TASK DESCRIPTION. Gather every line in the records below that contains the string "ridge". The match is case-sensitive.

EXTRACTED ENTRIES.
# # # # # # #
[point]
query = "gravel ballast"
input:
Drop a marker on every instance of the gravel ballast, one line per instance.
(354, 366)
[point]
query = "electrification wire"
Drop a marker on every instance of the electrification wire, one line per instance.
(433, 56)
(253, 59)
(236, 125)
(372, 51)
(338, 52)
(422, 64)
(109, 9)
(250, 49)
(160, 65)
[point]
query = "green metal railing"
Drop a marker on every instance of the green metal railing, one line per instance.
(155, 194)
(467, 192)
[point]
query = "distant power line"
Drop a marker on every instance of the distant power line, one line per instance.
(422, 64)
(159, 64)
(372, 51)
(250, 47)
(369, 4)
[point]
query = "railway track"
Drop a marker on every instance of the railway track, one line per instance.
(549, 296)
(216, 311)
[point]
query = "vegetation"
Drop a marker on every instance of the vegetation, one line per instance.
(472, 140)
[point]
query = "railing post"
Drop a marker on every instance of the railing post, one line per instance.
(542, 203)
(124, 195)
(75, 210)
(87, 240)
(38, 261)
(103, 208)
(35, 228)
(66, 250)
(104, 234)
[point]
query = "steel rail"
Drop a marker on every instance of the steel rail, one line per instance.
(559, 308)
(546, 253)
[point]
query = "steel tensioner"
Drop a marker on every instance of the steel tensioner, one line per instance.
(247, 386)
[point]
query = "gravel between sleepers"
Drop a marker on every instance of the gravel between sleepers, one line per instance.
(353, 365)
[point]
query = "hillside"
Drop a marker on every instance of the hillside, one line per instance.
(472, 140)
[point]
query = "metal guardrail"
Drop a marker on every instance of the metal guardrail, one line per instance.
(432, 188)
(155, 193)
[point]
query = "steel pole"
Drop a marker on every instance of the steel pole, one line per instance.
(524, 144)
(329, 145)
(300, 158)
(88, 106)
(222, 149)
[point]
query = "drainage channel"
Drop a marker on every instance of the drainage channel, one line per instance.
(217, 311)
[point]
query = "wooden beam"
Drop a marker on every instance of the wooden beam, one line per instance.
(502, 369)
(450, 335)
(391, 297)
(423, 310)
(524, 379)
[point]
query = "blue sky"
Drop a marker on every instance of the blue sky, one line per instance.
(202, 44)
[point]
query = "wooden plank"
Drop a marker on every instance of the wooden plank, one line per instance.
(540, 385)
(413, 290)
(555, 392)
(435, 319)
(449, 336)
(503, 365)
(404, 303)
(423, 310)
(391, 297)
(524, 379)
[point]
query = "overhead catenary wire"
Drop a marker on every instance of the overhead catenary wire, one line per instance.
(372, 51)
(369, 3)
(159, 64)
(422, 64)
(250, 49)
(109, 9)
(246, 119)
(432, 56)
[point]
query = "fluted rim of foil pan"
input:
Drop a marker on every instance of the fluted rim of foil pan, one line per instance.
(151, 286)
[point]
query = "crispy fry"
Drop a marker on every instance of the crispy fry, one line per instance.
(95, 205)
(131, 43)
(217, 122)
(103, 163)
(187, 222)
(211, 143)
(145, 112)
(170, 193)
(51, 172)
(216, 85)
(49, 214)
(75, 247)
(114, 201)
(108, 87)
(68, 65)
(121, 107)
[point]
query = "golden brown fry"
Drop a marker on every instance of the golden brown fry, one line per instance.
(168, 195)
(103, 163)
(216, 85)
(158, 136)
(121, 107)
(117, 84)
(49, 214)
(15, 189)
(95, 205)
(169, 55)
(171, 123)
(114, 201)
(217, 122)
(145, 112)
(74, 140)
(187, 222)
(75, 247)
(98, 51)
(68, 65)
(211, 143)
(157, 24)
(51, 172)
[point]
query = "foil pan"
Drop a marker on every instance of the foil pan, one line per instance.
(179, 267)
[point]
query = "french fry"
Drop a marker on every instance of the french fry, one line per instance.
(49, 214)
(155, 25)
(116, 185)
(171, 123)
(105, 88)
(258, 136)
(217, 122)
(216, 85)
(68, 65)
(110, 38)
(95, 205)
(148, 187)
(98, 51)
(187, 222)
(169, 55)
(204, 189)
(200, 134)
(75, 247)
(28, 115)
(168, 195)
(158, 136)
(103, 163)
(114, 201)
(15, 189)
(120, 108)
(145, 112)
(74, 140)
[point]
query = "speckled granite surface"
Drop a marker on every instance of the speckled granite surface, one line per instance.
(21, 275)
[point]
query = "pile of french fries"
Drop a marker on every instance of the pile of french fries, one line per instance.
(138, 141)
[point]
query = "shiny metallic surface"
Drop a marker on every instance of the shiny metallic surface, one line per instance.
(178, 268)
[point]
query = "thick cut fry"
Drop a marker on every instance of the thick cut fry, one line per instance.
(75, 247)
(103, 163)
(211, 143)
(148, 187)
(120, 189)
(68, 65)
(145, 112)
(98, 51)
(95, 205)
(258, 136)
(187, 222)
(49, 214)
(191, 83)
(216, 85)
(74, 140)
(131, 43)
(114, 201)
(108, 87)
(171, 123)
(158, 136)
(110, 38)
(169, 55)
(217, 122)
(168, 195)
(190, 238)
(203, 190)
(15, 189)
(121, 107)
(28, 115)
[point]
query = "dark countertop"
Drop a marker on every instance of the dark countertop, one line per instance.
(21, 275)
# # # # # # #
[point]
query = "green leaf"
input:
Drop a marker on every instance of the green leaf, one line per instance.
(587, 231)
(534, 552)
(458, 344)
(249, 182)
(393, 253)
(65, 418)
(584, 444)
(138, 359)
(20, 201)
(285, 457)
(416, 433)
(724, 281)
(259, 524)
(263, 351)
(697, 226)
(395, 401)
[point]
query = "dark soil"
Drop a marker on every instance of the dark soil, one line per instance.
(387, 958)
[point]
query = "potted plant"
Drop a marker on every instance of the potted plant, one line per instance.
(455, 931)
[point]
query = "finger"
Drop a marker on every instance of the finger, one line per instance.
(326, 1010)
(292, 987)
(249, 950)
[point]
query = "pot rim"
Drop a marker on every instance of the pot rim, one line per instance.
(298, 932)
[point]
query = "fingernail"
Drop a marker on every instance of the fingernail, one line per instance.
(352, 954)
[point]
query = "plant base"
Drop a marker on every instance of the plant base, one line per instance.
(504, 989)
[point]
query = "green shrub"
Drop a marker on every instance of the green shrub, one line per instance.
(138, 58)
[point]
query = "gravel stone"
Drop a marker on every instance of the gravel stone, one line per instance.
# # # # # # #
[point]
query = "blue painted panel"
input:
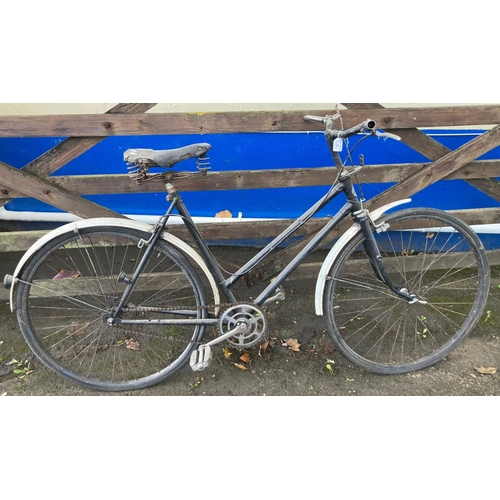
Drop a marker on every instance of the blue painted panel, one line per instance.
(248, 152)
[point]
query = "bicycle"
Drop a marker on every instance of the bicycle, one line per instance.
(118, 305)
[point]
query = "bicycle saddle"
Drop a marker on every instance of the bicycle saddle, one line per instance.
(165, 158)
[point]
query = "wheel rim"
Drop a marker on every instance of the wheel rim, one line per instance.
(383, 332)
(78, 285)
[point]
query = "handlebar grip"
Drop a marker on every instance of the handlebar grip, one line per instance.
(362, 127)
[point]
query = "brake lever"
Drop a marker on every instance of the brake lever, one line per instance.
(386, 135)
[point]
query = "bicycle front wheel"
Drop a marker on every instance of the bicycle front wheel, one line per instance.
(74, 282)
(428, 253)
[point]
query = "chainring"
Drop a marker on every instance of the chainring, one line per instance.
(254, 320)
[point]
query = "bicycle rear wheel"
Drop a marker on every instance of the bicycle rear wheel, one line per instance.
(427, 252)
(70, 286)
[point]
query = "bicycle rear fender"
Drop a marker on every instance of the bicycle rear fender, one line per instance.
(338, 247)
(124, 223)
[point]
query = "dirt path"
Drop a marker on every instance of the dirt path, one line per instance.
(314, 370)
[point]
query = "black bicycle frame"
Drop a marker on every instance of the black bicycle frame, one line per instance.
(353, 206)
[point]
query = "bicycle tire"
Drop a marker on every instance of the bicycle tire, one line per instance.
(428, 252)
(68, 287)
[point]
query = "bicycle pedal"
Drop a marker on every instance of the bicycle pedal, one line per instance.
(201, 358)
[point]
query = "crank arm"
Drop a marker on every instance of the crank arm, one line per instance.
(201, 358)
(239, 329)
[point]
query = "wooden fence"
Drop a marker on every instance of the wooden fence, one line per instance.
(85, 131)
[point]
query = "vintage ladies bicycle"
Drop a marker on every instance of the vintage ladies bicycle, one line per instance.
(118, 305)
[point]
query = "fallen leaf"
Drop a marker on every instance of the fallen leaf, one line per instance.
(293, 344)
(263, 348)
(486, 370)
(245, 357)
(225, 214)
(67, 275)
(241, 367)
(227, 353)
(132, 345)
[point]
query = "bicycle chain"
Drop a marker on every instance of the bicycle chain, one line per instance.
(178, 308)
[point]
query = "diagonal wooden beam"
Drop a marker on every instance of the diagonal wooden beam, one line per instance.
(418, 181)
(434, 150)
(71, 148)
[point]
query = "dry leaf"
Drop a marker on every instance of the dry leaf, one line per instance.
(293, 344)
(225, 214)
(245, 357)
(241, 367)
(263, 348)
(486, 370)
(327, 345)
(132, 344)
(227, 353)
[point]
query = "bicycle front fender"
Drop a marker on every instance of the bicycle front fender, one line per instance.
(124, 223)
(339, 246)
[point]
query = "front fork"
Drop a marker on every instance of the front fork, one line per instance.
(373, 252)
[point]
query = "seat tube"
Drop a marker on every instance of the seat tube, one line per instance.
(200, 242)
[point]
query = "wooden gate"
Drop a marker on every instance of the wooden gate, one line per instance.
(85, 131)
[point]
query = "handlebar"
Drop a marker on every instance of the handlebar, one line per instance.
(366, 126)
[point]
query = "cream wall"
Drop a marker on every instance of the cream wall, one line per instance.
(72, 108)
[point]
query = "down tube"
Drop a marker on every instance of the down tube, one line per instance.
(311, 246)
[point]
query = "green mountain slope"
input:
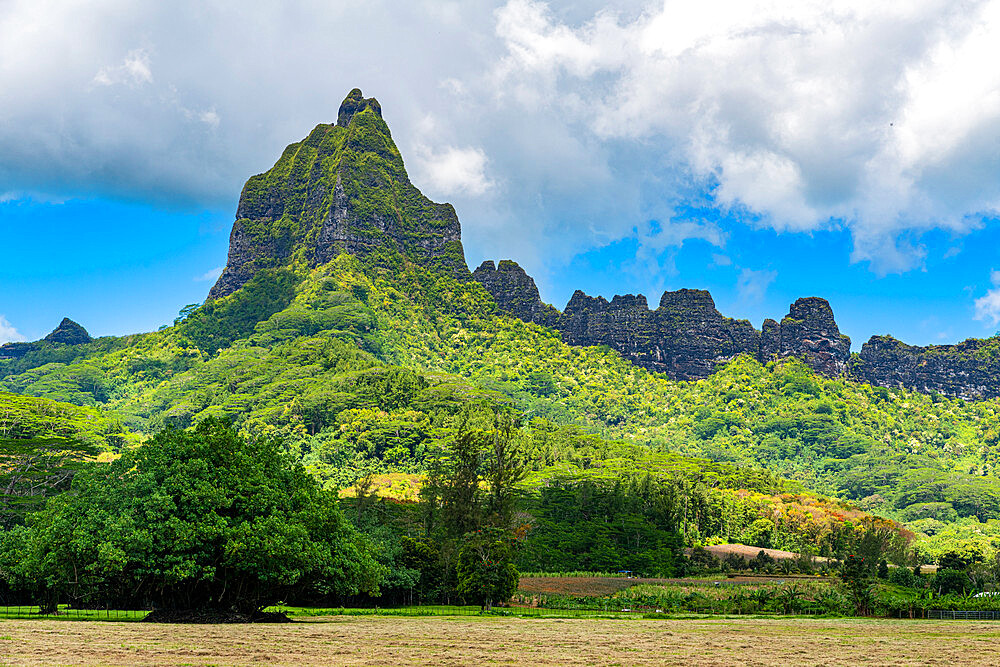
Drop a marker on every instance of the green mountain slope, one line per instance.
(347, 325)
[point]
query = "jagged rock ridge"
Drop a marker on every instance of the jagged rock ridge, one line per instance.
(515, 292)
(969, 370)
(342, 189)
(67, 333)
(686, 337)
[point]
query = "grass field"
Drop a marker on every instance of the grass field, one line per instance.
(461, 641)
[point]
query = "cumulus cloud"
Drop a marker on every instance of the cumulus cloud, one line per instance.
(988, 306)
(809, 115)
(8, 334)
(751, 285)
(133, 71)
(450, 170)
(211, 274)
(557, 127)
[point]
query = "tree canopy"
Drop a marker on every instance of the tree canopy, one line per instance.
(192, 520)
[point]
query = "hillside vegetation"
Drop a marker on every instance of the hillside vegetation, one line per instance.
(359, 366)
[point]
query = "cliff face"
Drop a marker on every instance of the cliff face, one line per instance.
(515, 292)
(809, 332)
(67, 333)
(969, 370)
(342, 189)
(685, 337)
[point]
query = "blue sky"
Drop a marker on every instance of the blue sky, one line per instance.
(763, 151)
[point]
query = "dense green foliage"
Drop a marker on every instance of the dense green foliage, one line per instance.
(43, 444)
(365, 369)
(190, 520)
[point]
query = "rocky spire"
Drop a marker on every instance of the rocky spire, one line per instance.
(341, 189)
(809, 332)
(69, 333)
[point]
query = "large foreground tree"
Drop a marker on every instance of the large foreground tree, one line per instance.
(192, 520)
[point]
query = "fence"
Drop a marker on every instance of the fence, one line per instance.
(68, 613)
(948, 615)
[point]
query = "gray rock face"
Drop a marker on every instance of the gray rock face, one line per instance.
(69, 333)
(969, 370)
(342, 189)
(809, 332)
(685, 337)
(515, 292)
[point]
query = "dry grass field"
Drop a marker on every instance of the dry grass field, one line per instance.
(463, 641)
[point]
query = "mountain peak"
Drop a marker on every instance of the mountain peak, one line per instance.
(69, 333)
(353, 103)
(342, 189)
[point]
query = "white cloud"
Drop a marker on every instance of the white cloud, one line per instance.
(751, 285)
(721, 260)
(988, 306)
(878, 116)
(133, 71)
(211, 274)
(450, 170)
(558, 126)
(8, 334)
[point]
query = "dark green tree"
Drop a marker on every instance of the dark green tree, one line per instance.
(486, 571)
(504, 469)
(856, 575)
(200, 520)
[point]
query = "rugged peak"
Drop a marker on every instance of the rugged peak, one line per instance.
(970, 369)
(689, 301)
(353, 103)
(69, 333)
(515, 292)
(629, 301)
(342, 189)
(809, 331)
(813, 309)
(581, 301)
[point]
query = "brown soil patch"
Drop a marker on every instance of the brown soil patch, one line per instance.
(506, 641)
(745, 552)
# # # # # # #
CORRECT ANSWER.
query = "jagged rock ridge"
Drop a marker on every instance of the jagged rock ridge, one line per instance.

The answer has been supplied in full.